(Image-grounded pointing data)
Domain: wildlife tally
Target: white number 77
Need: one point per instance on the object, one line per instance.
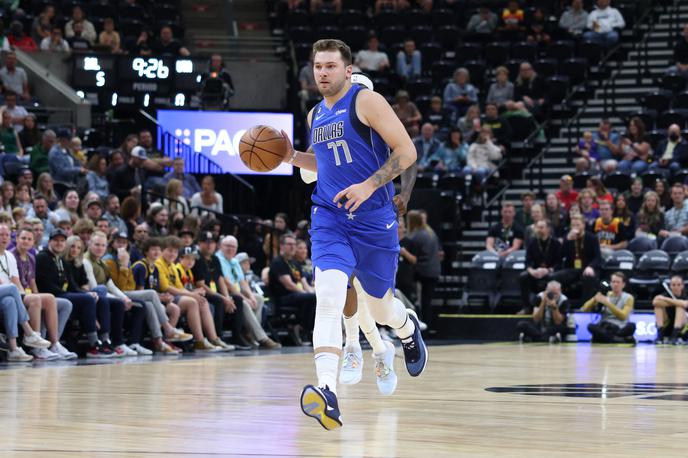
(334, 146)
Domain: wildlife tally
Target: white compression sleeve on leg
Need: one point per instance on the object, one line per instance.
(391, 312)
(330, 291)
(368, 325)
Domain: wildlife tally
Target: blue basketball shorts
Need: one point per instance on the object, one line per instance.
(365, 244)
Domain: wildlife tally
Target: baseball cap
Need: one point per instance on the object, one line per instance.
(57, 233)
(206, 236)
(187, 251)
(139, 152)
(243, 256)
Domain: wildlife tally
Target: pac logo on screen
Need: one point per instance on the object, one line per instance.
(217, 134)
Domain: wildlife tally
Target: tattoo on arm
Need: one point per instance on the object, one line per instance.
(389, 171)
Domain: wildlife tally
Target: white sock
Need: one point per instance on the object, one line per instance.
(369, 328)
(326, 367)
(351, 328)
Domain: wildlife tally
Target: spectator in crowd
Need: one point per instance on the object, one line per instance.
(610, 231)
(670, 312)
(608, 145)
(530, 89)
(469, 123)
(500, 128)
(672, 152)
(587, 150)
(676, 219)
(506, 236)
(54, 279)
(451, 157)
(128, 178)
(97, 181)
(523, 215)
(207, 198)
(635, 150)
(604, 23)
(189, 184)
(575, 19)
(502, 90)
(615, 309)
(17, 113)
(309, 93)
(88, 30)
(624, 214)
(437, 115)
(112, 214)
(138, 289)
(77, 41)
(581, 258)
(42, 24)
(193, 304)
(427, 266)
(549, 319)
(167, 45)
(482, 156)
(55, 311)
(55, 42)
(98, 276)
(14, 78)
(459, 94)
(427, 146)
(409, 60)
(14, 308)
(109, 37)
(289, 290)
(19, 40)
(484, 22)
(371, 59)
(407, 112)
(543, 257)
(63, 166)
(39, 155)
(566, 194)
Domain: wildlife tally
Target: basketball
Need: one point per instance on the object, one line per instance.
(262, 148)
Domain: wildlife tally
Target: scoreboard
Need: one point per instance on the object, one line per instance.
(114, 81)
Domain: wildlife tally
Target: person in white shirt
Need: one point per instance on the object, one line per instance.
(372, 59)
(604, 22)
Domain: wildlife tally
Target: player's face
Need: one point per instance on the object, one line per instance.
(330, 72)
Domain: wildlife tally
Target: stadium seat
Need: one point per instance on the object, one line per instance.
(651, 269)
(640, 245)
(618, 180)
(675, 245)
(618, 261)
(657, 100)
(483, 278)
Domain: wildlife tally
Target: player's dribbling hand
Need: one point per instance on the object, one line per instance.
(354, 195)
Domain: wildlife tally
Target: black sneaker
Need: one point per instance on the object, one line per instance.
(415, 351)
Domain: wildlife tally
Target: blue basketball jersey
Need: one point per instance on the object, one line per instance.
(347, 152)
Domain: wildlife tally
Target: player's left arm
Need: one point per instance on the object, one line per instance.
(374, 111)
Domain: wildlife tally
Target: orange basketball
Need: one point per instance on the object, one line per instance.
(262, 148)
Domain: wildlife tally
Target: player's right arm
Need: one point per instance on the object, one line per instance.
(305, 160)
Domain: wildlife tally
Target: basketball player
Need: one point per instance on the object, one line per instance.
(360, 146)
(356, 314)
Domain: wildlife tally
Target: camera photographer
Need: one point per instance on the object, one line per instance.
(615, 308)
(670, 309)
(549, 318)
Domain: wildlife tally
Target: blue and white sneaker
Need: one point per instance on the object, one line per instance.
(321, 404)
(384, 371)
(415, 351)
(352, 366)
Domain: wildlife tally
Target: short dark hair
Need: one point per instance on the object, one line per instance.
(149, 243)
(330, 44)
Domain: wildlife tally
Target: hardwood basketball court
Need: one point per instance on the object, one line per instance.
(474, 401)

▶ _Assignment_:
Nothing but the lines from the start of the records above through the line with "Target: spectator in crowd" should be retyped, each exactly as written; leave out all pictures.

▶ _Result_:
Domain: wildlife tally
Target: white number 77
Need: one point per instance on the object, one line per instance.
(334, 146)
Domain: wildlife tally
Target: white compression sleeve on leg
Need: one point per instance on the object, one line per instance.
(391, 312)
(330, 291)
(368, 325)
Domain: wildlife tally
Target: blue basketball shorts
Need: one point per instance on the object, one line per instance.
(365, 244)
Domain: wildlife tally
Target: baseball cap
Need: one point per instance on the object, one line per instance.
(57, 233)
(206, 236)
(187, 251)
(139, 152)
(243, 256)
Domain: wildlife tally
Target: pac logo on screen
Need: one point per instance on the object, one line per instance.
(217, 134)
Domain: wildlife tally
Target: tattoo on arm
Need: one point per instance on the object, one line per instance.
(389, 171)
Domain: wildlife tally
Target: white sock
Need: one point per instance on the object, one line per instance.
(369, 328)
(326, 367)
(351, 328)
Domain: wildlife tally
Target: spectator in crowd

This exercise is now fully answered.